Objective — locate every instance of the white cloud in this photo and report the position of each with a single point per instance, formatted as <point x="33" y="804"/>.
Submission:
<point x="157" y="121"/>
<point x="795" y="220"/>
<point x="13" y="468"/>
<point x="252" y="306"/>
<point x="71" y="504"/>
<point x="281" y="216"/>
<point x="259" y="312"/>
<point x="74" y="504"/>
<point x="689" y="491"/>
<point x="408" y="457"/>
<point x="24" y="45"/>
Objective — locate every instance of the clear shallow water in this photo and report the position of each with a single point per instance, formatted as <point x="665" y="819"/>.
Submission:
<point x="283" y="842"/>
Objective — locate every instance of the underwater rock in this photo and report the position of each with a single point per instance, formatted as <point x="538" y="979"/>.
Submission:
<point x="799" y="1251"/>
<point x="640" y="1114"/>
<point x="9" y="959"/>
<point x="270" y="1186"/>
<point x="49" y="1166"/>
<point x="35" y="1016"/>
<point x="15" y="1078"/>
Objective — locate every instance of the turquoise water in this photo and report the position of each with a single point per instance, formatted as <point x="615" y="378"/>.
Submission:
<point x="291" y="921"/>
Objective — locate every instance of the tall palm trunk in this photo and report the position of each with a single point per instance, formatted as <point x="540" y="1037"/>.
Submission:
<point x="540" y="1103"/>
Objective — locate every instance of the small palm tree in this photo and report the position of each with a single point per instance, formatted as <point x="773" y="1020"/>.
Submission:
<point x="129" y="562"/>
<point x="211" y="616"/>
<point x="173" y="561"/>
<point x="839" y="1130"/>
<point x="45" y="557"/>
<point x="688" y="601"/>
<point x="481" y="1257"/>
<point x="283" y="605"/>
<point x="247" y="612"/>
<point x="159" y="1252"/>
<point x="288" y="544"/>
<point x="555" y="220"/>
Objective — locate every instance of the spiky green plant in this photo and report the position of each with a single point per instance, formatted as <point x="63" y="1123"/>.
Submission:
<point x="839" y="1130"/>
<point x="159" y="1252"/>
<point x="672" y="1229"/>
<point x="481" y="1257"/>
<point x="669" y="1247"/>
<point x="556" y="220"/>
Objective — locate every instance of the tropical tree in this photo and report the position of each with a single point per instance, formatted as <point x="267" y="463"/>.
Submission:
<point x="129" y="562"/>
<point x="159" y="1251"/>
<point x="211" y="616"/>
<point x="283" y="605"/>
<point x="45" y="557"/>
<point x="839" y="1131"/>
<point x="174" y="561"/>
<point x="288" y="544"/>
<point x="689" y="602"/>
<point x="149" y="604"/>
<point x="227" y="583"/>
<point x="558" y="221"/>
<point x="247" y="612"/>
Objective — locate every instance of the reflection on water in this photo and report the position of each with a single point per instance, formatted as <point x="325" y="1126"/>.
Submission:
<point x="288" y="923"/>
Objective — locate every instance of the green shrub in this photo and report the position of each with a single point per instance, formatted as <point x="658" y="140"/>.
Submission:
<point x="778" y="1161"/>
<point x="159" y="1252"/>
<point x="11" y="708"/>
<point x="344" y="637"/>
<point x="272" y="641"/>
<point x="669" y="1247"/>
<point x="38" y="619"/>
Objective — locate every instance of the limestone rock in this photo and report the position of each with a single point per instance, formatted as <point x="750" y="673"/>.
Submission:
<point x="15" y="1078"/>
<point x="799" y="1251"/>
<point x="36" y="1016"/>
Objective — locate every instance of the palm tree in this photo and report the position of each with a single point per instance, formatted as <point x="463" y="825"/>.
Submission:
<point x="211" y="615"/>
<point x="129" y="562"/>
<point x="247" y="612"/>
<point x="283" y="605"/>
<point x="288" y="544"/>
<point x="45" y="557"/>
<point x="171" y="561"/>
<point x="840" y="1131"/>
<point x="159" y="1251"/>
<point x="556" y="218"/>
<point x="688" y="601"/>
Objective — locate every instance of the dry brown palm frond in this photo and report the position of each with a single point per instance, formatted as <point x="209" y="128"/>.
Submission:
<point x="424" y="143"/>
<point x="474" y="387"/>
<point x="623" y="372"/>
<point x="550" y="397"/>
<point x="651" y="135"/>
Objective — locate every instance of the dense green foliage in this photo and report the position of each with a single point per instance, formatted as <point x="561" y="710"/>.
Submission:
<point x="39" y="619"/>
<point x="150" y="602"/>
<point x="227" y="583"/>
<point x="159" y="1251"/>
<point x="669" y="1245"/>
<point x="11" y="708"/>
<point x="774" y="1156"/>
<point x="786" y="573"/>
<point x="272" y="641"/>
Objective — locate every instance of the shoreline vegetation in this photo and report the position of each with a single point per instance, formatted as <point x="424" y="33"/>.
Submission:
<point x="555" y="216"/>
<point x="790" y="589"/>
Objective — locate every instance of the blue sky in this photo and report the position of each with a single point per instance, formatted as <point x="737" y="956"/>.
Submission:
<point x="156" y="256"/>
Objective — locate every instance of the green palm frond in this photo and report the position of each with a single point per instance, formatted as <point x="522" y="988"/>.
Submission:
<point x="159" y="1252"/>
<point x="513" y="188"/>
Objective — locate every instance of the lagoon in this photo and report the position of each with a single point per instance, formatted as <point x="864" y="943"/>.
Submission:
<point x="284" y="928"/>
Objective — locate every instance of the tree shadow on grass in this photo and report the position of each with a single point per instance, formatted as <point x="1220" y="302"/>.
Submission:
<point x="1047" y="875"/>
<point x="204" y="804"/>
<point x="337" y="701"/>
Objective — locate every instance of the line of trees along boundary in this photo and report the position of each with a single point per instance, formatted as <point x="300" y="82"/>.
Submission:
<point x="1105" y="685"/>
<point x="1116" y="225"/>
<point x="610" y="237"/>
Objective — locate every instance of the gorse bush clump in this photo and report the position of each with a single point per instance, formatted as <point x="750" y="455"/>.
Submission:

____

• **INSTRUCTIONS FOR THE TASK**: Copy the rows above word for word, from the line containing "Objective — locate every instance of the line" through the last row, including both ends.

• **CORRECT ANSWER**:
Objective — locate every instance of the line of trees along boundary in this photo and report the position of each with a single point per instance, formatted as <point x="300" y="82"/>.
Submission:
<point x="1105" y="685"/>
<point x="1116" y="225"/>
<point x="610" y="237"/>
Objective — locate every instance of the gorse bush clump in this photo and report the position of each with a single point per instance, formatted as <point x="750" y="455"/>.
Submission:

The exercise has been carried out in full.